:: WHAT THE TASK REQUIRES ::
Carry on the guide below about police chaplains as peacemakers, starting right after its final sentence.

[BEGIN PAGE TEXT]

Think of yourself as a liaison of hope:
you listen well to community pain,
you care well for officers under pressure,
you help both sides stay human,
you serve within policy and command structure.
“If possible, so far as it depends on you, live peaceably with all men.” (Romans 12:18, WEB)
This verse does not promise peace in every situation. It calls you to a posture: do what you can, in the way you can, without overreaching.
2) The chaplain’s three bridges
In community peacemaking, chaplains often hold three bridges at the same time:
Bridge 1: Officer to soul
You help officers process stress, fear, anger, and moral tension so they don’t harden or lash out.
Bridge 2: Department to community
You help community leaders feel heard and respected without making promises you can’t keep.
Bridge 3: Pain to purpose
You help people move from rage and despair toward constructive steps—support, prayer, service, and healing.
3) What to do in the field: simple actions that build peace
Here are calm, practical actions that fit most departments:
Coordinate first. Ask command: “What is my role today? Where do you want me positioned?”

[END PAGE TEXT]
[BEGIN INFORMATION PROVIDED]

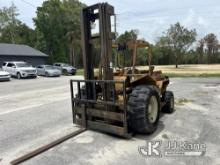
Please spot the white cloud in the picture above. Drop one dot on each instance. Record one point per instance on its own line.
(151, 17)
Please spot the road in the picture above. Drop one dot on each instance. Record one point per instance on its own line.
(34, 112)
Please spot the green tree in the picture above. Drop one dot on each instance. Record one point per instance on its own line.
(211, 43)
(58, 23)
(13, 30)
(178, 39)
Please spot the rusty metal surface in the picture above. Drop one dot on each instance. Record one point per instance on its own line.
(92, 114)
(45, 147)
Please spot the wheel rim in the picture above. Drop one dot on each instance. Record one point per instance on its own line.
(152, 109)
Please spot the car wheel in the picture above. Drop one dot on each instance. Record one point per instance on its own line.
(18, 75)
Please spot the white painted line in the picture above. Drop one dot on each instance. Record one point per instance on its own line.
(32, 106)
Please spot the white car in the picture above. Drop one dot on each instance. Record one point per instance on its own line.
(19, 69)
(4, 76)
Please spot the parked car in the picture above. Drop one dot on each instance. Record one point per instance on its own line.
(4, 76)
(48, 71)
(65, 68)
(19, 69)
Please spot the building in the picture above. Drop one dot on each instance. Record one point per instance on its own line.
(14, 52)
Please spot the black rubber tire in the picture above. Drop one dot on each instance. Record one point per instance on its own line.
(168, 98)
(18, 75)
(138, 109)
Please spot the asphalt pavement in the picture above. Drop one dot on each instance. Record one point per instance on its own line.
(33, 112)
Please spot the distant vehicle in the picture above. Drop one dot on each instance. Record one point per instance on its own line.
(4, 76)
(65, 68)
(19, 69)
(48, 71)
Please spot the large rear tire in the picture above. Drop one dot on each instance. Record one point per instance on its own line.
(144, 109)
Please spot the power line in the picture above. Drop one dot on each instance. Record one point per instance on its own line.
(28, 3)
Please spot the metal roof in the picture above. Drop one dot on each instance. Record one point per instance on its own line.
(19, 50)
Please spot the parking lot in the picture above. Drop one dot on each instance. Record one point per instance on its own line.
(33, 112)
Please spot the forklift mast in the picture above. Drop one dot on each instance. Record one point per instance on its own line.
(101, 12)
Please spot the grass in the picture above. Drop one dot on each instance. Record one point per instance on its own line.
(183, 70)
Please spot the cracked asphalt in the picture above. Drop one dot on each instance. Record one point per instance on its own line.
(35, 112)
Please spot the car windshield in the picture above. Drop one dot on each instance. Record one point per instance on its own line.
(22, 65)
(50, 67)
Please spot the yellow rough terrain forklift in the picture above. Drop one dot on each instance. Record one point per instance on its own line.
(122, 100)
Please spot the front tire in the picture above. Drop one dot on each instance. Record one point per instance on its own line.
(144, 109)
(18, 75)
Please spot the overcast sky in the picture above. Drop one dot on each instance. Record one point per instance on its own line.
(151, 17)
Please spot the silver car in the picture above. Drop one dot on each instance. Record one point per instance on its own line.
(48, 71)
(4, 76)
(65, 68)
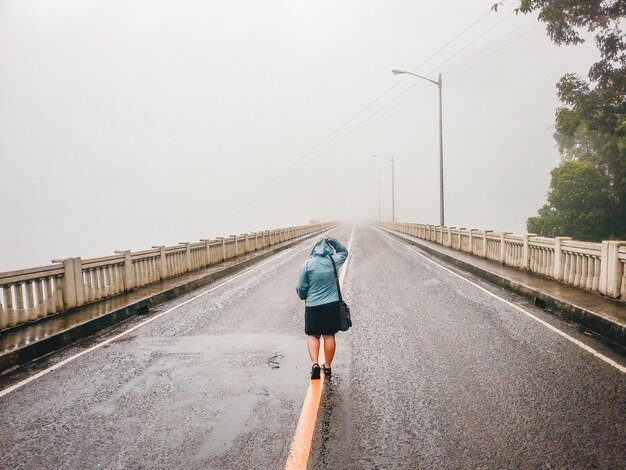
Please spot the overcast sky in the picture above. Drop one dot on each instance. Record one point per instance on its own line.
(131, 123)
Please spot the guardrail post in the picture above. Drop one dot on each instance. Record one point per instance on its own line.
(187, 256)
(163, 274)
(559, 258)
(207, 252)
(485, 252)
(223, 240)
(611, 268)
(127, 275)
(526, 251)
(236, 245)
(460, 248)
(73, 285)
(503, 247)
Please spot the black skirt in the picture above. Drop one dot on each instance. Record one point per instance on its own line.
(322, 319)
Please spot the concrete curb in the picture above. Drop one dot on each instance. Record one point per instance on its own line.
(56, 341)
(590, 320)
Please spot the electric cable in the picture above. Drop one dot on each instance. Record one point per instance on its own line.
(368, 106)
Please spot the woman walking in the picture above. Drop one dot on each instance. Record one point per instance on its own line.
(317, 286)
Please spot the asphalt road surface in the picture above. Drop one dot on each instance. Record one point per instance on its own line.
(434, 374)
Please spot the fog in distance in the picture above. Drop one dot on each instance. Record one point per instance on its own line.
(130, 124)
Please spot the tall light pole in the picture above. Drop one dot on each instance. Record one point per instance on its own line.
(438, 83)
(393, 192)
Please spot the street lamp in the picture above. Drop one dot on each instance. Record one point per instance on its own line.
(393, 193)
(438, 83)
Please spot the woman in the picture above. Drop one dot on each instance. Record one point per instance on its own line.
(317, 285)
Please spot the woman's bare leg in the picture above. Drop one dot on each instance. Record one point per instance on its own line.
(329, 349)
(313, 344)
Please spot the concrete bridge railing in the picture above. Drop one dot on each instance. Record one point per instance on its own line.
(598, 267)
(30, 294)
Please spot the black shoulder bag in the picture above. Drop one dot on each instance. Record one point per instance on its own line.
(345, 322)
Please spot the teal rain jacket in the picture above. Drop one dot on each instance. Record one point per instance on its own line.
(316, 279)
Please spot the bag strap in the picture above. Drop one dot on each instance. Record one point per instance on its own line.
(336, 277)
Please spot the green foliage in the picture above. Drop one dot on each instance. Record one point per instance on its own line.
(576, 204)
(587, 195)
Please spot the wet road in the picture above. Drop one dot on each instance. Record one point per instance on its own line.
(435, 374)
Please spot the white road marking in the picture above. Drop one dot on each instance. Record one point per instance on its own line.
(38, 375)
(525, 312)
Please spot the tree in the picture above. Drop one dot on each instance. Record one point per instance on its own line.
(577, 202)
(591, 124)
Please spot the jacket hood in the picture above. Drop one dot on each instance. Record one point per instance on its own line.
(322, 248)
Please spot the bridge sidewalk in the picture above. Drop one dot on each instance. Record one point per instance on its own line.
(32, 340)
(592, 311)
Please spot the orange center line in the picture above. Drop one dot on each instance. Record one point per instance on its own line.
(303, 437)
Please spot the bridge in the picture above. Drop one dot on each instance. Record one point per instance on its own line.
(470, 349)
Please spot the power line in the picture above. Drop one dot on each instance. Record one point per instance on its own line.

[END INFORMATION PROVIDED]
[BEGIN INFORMATION PROVIDED]

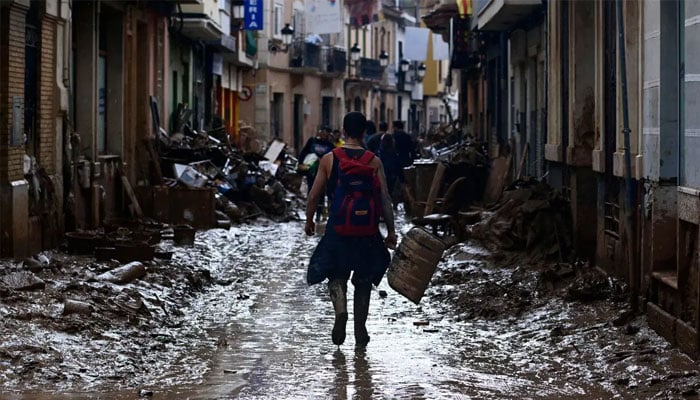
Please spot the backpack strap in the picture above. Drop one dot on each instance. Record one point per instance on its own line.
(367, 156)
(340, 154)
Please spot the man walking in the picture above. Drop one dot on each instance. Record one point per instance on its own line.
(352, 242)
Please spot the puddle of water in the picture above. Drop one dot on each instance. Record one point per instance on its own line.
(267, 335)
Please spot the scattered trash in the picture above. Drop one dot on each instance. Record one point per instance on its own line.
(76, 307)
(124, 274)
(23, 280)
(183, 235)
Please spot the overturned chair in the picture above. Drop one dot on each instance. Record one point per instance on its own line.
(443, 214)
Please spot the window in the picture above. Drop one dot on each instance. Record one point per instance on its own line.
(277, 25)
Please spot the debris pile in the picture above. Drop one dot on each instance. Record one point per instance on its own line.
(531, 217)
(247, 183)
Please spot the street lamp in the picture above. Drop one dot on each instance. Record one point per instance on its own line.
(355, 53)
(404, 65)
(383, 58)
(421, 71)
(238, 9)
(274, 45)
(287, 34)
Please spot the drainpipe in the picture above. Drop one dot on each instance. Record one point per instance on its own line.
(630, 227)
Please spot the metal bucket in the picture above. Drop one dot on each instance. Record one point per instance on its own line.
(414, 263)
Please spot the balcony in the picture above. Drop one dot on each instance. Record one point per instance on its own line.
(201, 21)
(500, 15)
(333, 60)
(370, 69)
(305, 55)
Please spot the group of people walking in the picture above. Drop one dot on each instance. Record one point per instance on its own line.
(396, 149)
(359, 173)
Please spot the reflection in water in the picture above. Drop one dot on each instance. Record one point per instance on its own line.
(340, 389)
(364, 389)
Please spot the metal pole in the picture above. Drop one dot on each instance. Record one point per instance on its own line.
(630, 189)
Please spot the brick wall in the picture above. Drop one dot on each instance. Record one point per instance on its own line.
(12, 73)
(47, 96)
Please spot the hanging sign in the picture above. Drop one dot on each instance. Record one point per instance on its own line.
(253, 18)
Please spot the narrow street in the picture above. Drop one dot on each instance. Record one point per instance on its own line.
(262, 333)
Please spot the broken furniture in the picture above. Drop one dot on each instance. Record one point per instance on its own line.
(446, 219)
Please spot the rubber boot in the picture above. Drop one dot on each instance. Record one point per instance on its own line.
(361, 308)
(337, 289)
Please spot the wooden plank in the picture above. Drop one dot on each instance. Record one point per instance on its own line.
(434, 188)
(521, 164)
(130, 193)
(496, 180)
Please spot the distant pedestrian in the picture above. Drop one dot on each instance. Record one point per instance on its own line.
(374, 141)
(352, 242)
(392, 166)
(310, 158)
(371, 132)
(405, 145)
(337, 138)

[END INFORMATION PROVIDED]

:: TASK OUTPUT ::
Be visible, not intrusive. Presence can lower the temperature.
Listen with dignity. Use short phrases: “Tell me what you’re worried about.” “What do you need right now?”
Name humanity. “Officers are human. Neighbors are human. We can grieve and still stay safe.”
Offer a brief prayer when invited. Keep it short, non-performative, and respectful.
Connect to resources. Direct people to appropriate channels: victim services, mental health resources, community meetings, chaplain follow-up.
4) What Not to Do
Don’t make political commentary.
Don’t promise outcomes or policy changes.
Don’t argue with angry people.
Don’t “defend the department” as if you are public relations.
Don’t criticize officers publicly.
Don’t share confidential information.
Don’t become the negotiator unless assigned and trained.
Your power is trust. Trust is built through steadiness and humility.
5) Phrases that help
“I’m here to listen and support. I’m not here to debate.”
“I hear your pain. What would help you feel safer right now?”
“I can connect you with the right person for that request.”
“Would it help if we took a breath together for a moment?”
“If you’d like, I can offer a brief prayer for peace and safety.”
Chaplains are not saviors. Chaplains are steady servants. In tense moments, that steadiness can keep people human.